>> START ROWS

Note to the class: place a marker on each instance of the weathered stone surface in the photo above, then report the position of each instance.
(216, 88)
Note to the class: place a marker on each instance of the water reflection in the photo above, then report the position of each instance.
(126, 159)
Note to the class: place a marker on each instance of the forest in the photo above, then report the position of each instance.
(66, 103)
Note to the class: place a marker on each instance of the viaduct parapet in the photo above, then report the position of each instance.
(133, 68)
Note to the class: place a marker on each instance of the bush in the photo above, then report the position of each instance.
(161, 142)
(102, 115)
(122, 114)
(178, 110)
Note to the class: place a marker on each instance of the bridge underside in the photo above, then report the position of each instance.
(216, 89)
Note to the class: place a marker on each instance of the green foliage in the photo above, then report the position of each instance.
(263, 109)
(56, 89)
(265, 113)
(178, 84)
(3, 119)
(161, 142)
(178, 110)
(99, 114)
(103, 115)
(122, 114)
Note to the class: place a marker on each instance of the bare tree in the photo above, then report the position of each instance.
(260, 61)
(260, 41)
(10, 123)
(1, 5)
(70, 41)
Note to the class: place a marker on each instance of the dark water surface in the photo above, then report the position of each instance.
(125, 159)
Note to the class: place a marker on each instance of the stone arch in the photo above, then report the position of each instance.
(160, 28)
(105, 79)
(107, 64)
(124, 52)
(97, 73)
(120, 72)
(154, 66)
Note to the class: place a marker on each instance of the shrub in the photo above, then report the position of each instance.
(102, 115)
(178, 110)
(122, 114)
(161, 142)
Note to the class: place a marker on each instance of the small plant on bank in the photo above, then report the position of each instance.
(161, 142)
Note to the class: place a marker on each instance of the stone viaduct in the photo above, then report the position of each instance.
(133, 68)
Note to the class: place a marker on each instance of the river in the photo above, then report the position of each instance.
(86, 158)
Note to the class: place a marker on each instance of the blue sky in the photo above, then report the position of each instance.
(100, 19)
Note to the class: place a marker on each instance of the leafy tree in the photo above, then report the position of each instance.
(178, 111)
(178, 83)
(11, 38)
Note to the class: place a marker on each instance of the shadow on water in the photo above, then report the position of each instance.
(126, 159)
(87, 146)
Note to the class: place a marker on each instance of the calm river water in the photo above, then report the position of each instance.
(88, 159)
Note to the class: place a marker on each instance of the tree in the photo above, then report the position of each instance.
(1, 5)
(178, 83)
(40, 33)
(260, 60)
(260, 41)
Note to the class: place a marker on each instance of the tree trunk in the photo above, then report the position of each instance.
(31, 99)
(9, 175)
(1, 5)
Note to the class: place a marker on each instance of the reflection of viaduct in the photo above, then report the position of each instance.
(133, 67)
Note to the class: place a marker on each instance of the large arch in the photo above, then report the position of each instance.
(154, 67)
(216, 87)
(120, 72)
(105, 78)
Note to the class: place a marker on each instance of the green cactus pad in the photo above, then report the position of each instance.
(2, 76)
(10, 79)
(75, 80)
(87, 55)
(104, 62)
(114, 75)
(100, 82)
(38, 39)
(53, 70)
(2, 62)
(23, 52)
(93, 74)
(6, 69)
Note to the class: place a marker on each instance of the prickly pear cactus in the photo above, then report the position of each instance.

>> END ROWS

__DO THIS__
Show the data once more, exactly as it was written.

__ANSWER IN FULL__
Note to the class: place a marker on each instance of the weathered stone surface in the photo above, then report the position of each instance.
(216, 88)
Note to the class: place a marker on each instance of the water reflection in the photo above, then report the position of each instance.
(126, 159)
Note to the class: place a marker on each instance of the forest in the photo above, then report the position of each instance.
(66, 103)
Note to the class: place a marker on each instance of the viaduct parapet in the photo above, then report the position of each instance.
(133, 68)
Note to the class: place a marker on each instance of the bush in the photo above, then report the position of each instance.
(161, 142)
(102, 115)
(122, 114)
(178, 110)
Note to the class: place a marker on each instance of the bridge underside in the photo above, then report the position of each instance.
(216, 89)
Note to the class: place a marker on each instance of the green foliage in the photo above, then report the position of each instance.
(263, 109)
(56, 89)
(265, 113)
(178, 84)
(3, 119)
(161, 142)
(178, 110)
(99, 114)
(103, 115)
(122, 114)
Note to the class: place a marker on each instance of the bare tree in the photo above, then report the position of each instance.
(260, 61)
(260, 41)
(10, 123)
(1, 5)
(70, 41)
Note to the class: place a marker on each instance of the dark water surface in the photo above, then report the position of each instance.
(125, 159)
Note to the class: place a marker on each instance of the stone arch in the photo above, then report the position of each instance.
(160, 28)
(105, 79)
(107, 64)
(124, 52)
(97, 73)
(120, 72)
(154, 66)
Note to the class: place a marker on each instance of the shrub in the photo above, then report the position of each instance.
(102, 115)
(178, 110)
(122, 114)
(161, 142)
Note to the class: place a marker on each instance of the small plant on bank in the photo above, then report the position of each instance.
(161, 142)
Note to the class: place a marker on each instance of the stone viaduct in the photo above, then report the position of each instance.
(133, 68)
Note to the class: place a marker on each instance of the river in the photo above, then report the position of each instance.
(86, 158)
Note to the class: place a marker on each instance of the blue sky in the photo above, then report the position of each instance.
(100, 19)
Note to the class: place a marker on each instance of the leafy tree in the photo above, then report the position of each instance.
(178, 111)
(178, 83)
(11, 38)
Note to the class: place a marker on each instance of the shadow on water in the photo above, then report the position of each instance.
(126, 159)
(87, 146)
Note to the class: place a marker on each instance of the calm river water in the photo above, then report the position of each instance.
(88, 159)
Note to the class: place a marker on each instance of the tree in the photo above, then report the position of each instance.
(1, 5)
(178, 83)
(40, 33)
(260, 60)
(260, 41)
Note to the class: place a marker on each instance of the tree trunk in the photo above, then report the position of each instance.
(31, 99)
(9, 175)
(1, 5)
Note to the class: place a marker on each instance of the reflection of viaduct in the photo above, then report the position of each instance.
(133, 67)
Note to the class: place a marker on each instance of the large arch in the photo above, then report the position of each instance.
(154, 67)
(216, 87)
(120, 72)
(105, 78)
Note to the class: place a marker on each instance of the green cactus pad in the photo above, then report the position of each instance.
(2, 76)
(10, 79)
(75, 80)
(87, 55)
(104, 62)
(114, 75)
(100, 82)
(38, 39)
(53, 70)
(2, 62)
(23, 52)
(93, 74)
(6, 69)
Note to the class: place a marker on each instance of the prickly pear cactus in the photo above, then report the position of each instance.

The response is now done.